◆ What you need to do
Could you tally the lines of the entries that carry the string "negative"? Reply with the number and nothing more.

◆ Data provided
------------------------------------------------

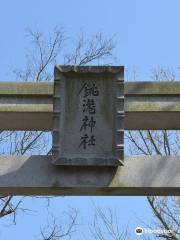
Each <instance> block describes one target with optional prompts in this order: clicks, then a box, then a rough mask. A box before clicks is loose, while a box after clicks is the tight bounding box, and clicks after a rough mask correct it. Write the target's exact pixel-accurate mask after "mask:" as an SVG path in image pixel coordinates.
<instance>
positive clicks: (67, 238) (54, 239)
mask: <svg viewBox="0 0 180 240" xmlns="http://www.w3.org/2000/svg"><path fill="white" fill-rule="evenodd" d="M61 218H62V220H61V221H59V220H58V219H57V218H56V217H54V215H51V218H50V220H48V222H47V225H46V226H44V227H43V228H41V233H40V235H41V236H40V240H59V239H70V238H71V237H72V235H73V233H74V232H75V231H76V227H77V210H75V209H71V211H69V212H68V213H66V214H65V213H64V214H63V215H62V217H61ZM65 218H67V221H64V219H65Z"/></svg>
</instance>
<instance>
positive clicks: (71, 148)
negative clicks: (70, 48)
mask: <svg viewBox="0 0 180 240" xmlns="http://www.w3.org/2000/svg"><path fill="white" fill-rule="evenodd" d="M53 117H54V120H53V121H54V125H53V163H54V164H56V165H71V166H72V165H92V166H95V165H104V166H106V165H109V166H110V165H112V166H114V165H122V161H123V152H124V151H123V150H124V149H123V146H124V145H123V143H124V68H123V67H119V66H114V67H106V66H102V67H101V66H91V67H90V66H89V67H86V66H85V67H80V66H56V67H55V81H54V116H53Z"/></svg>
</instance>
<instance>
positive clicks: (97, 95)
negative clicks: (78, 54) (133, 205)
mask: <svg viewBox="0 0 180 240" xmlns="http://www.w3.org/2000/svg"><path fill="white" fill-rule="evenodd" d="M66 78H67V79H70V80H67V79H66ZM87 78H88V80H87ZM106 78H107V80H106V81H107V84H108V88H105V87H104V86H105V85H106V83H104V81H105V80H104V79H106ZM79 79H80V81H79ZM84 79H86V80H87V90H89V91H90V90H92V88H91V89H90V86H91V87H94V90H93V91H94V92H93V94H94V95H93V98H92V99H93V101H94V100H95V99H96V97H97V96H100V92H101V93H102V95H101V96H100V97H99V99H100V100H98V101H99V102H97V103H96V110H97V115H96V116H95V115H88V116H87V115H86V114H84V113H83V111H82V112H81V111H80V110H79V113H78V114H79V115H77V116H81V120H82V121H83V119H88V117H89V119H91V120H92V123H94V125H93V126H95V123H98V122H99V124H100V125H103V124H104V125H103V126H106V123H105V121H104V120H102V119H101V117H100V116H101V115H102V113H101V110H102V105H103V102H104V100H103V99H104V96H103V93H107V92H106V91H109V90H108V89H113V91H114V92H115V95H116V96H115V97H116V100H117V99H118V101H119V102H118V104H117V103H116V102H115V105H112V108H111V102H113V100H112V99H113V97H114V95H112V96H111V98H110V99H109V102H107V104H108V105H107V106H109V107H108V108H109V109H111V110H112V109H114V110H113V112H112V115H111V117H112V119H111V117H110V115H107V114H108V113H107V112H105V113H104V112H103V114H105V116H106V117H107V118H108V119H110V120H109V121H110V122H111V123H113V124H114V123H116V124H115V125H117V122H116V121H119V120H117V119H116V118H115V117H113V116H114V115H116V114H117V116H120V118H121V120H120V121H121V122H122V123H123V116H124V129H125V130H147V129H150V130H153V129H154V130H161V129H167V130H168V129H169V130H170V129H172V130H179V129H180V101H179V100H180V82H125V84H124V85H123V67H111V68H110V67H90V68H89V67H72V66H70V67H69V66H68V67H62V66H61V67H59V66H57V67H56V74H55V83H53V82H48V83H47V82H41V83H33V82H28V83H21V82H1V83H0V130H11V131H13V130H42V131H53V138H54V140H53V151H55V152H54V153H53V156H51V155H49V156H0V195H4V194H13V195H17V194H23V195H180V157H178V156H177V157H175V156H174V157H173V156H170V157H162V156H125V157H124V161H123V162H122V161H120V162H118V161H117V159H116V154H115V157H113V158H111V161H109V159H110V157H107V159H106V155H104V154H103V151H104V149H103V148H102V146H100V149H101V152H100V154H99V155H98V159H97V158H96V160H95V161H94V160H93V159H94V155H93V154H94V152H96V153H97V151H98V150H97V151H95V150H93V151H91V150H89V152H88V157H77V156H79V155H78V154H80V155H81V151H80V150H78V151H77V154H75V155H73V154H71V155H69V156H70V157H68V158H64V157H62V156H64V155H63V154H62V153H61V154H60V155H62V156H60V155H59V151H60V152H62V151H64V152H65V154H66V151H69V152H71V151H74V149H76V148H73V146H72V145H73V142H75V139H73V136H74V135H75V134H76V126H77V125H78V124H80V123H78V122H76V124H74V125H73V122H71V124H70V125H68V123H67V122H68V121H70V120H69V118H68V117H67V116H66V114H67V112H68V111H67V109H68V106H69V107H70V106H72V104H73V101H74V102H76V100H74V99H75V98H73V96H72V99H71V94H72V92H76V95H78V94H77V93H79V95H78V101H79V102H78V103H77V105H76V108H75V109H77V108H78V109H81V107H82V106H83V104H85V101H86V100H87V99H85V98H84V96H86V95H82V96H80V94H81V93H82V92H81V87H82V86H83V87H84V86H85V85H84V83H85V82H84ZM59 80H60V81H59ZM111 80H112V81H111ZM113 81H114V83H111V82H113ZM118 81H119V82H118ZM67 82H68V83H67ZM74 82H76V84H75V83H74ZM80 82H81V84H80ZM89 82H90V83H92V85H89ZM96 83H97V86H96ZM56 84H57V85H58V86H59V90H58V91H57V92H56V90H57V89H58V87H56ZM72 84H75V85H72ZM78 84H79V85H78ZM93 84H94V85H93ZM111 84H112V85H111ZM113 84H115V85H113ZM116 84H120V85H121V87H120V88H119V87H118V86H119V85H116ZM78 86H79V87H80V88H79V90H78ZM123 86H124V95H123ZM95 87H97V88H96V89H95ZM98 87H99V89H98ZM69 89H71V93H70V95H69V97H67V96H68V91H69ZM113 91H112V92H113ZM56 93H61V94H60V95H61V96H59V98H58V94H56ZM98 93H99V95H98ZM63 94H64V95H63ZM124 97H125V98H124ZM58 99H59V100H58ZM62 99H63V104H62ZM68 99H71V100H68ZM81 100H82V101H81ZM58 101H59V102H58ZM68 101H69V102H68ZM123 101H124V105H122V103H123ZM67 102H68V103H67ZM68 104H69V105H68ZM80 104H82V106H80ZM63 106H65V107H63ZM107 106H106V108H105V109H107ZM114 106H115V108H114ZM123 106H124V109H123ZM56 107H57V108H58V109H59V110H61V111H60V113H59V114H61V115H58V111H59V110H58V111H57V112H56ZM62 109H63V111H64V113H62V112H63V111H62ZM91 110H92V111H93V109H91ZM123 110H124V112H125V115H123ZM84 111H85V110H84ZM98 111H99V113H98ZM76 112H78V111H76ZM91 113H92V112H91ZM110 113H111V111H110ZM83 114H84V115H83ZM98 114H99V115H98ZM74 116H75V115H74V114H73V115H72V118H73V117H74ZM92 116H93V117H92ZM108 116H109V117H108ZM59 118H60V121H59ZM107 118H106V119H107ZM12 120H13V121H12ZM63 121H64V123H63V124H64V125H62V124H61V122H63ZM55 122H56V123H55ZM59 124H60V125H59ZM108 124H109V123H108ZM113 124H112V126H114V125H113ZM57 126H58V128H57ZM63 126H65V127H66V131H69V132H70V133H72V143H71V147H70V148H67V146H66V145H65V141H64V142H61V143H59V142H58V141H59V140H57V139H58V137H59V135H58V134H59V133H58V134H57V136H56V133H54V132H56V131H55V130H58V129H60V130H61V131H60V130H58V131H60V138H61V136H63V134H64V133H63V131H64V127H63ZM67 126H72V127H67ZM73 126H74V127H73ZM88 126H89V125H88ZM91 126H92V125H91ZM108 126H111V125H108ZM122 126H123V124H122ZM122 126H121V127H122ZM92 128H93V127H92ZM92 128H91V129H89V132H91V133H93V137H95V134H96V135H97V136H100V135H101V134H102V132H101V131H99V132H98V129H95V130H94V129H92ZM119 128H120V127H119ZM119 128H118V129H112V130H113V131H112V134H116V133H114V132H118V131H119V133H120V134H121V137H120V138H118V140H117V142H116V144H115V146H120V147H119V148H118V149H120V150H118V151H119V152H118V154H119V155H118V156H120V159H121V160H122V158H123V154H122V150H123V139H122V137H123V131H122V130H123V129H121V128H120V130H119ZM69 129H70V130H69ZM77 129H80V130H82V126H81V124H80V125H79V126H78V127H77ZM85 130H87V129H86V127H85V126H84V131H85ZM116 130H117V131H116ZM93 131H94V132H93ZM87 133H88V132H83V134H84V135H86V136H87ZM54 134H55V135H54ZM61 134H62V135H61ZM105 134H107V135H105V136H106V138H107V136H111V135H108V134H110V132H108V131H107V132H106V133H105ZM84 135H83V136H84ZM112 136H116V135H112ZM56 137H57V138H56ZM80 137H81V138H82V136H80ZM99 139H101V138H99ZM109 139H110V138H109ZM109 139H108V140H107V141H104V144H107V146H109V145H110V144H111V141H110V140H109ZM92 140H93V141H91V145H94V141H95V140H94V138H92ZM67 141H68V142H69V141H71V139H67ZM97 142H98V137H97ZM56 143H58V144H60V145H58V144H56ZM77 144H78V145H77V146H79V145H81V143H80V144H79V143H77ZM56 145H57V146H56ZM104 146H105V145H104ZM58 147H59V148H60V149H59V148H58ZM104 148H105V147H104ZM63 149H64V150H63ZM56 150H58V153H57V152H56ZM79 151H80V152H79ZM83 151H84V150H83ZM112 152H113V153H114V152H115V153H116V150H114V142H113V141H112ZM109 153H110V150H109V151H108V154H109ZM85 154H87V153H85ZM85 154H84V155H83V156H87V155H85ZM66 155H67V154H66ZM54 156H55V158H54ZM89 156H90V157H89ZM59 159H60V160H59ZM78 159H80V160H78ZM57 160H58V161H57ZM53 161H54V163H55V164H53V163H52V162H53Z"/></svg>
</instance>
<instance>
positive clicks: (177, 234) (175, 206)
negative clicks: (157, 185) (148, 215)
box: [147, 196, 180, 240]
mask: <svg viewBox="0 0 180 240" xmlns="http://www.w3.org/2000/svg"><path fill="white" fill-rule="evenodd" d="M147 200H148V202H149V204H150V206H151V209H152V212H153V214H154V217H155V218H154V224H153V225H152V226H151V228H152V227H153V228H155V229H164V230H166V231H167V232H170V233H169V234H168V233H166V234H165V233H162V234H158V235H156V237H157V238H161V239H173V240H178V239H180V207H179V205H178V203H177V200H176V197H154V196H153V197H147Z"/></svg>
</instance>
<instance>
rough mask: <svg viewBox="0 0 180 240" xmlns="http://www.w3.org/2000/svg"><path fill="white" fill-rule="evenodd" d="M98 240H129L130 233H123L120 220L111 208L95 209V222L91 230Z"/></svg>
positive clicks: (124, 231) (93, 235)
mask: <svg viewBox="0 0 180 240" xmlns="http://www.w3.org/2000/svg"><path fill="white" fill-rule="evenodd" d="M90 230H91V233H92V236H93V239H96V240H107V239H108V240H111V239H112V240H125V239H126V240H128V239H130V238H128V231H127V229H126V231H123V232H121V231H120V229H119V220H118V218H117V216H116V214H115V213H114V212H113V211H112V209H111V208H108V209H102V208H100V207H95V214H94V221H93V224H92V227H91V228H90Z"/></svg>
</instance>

------------------------------------------------

◆ Solved problem
3